### Task to carry out
In the lines below, swap "stone column" for "marble pillar" and keep everything else the same. Leave the pictures out of your answer.

### Exercise data
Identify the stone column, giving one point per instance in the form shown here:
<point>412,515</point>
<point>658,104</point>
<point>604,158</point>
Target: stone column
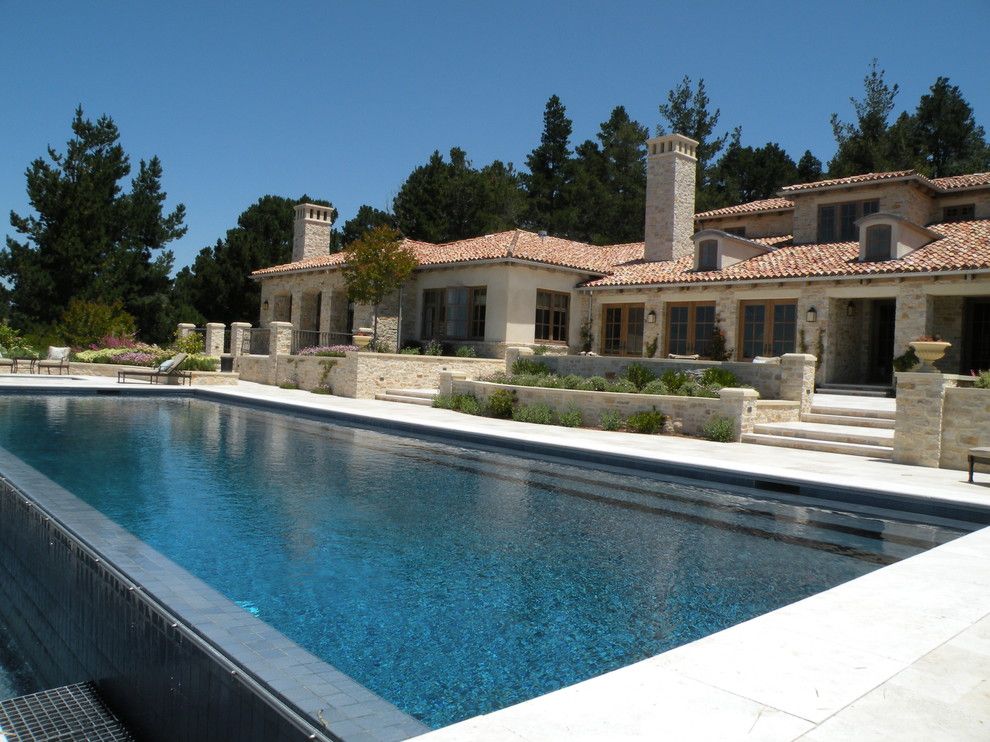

### Written answer
Identify the marble pillar, giving one point per instance in the form shown here:
<point>412,515</point>
<point>658,104</point>
<point>604,158</point>
Target: marble pillar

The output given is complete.